WHAT THE TASK ASKS: Identify all lines below that hold "tree" and collect them.

Data entries:
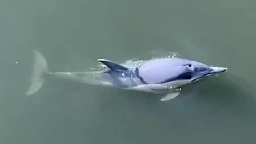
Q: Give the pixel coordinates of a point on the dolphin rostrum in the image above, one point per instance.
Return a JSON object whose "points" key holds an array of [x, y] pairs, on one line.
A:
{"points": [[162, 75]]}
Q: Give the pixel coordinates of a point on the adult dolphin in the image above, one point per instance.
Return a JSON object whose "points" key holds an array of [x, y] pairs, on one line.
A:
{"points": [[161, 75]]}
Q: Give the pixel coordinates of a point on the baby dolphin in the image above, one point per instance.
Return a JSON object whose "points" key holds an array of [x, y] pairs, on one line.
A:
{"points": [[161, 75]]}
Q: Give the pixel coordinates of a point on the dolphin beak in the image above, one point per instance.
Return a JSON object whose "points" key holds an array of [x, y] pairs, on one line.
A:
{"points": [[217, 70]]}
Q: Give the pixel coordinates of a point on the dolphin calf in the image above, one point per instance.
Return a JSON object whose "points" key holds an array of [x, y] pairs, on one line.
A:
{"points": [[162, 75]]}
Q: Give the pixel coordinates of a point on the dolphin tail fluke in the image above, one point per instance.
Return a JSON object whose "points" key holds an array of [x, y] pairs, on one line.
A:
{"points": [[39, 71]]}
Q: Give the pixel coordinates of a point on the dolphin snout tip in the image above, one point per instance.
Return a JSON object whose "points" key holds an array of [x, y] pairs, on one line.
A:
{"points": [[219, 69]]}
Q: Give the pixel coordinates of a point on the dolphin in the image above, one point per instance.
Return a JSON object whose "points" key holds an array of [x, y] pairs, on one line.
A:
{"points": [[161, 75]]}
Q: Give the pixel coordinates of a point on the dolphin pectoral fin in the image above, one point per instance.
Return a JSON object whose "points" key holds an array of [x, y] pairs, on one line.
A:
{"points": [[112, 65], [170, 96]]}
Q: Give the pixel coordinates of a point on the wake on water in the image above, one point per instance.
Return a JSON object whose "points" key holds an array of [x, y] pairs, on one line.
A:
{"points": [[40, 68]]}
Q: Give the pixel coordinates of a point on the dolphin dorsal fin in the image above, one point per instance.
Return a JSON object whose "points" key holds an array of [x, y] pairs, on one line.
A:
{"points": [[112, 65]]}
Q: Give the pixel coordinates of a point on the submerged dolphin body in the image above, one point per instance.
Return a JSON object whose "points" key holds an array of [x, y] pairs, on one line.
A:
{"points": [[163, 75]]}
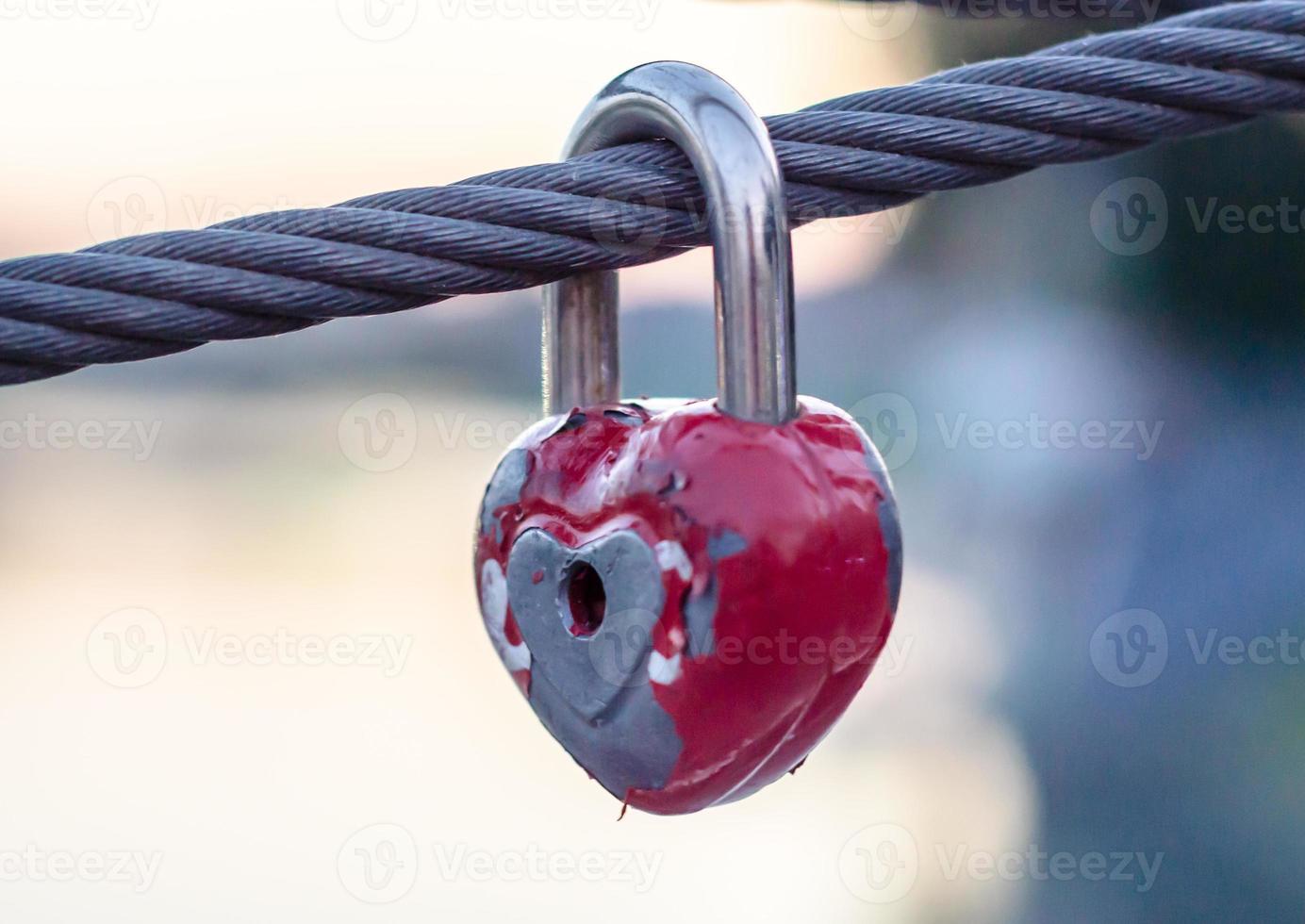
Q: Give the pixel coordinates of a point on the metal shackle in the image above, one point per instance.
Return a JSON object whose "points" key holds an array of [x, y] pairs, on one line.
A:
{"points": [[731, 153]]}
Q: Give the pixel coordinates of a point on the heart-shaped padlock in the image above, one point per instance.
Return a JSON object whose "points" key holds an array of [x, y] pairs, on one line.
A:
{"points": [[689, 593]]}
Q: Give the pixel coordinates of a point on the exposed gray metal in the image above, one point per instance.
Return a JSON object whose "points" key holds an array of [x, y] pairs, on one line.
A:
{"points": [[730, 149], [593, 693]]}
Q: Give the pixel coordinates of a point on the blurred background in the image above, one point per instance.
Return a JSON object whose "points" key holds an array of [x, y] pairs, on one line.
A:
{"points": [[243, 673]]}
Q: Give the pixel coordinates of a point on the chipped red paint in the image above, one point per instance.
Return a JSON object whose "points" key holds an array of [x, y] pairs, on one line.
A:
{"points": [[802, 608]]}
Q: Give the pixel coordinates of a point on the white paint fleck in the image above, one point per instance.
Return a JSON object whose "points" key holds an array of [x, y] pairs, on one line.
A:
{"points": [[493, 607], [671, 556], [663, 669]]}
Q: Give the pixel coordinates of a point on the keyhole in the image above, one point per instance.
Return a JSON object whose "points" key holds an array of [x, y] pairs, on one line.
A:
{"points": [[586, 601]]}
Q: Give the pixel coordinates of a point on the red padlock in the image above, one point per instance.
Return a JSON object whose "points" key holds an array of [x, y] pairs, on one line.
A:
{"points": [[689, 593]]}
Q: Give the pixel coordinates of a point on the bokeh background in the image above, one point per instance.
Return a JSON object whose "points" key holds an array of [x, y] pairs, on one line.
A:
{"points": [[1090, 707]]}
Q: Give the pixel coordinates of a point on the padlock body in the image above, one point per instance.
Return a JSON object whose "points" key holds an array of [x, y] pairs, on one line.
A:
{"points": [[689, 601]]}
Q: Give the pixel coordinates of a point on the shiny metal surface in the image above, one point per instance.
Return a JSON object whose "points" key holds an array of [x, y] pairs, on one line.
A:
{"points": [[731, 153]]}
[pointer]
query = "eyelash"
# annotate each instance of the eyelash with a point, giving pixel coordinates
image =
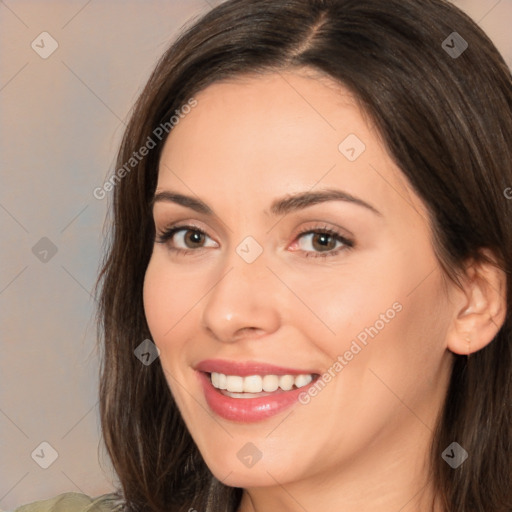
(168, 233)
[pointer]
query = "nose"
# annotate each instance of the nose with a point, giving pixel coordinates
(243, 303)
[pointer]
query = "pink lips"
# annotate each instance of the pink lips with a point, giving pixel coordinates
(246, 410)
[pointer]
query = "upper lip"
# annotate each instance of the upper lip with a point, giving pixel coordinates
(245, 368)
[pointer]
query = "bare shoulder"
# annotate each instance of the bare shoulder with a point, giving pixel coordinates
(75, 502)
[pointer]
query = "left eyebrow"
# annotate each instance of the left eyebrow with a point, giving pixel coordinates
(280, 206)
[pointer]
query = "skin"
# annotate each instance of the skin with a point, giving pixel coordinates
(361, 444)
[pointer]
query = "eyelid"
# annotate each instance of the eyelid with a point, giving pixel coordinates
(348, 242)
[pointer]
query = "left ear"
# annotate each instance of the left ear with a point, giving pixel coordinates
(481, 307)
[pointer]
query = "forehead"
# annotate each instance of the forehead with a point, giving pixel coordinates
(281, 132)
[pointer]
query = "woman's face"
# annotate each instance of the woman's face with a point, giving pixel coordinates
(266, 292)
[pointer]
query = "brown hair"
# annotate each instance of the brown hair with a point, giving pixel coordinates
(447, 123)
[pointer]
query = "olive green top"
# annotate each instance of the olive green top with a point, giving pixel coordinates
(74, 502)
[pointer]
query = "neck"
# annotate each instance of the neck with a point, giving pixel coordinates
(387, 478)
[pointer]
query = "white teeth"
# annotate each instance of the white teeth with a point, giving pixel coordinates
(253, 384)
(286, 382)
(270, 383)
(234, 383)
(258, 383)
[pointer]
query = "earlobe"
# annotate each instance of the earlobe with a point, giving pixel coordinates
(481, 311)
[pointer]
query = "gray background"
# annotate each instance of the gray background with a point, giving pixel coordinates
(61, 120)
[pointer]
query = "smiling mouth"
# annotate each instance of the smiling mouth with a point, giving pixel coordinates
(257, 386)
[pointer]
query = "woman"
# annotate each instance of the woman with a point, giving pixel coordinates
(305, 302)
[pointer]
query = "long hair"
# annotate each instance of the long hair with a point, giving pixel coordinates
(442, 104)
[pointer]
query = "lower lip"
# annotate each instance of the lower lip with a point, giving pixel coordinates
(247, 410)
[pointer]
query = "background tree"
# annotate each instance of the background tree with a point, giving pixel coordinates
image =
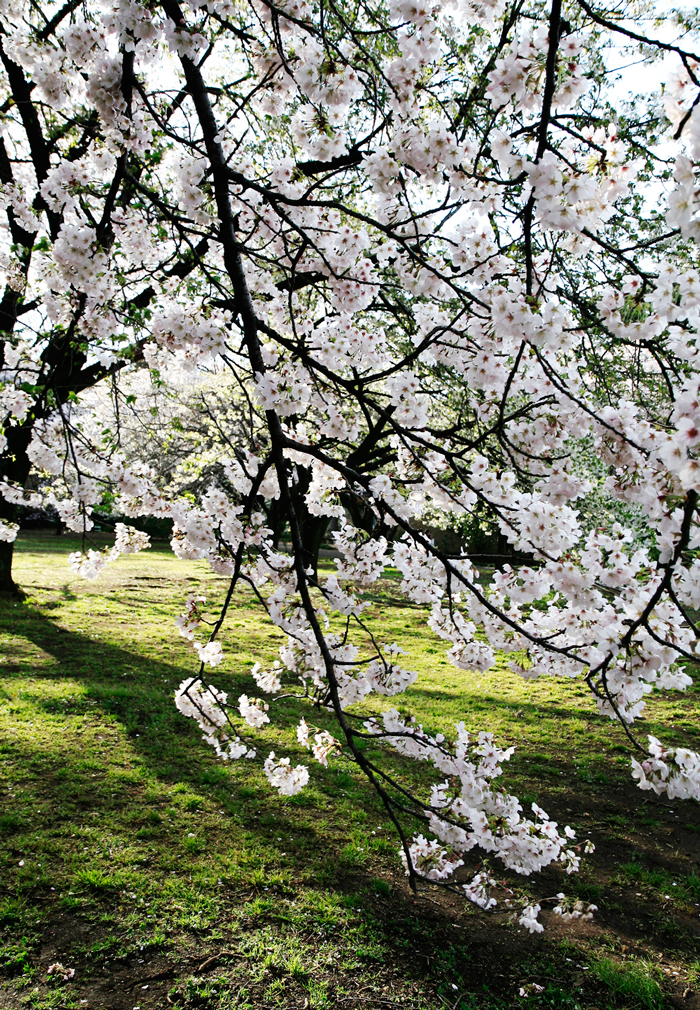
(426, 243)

EXERCISE OUTPUT:
query = "background tree"
# annotate each instance of the background tree with a point, giving pixel coordinates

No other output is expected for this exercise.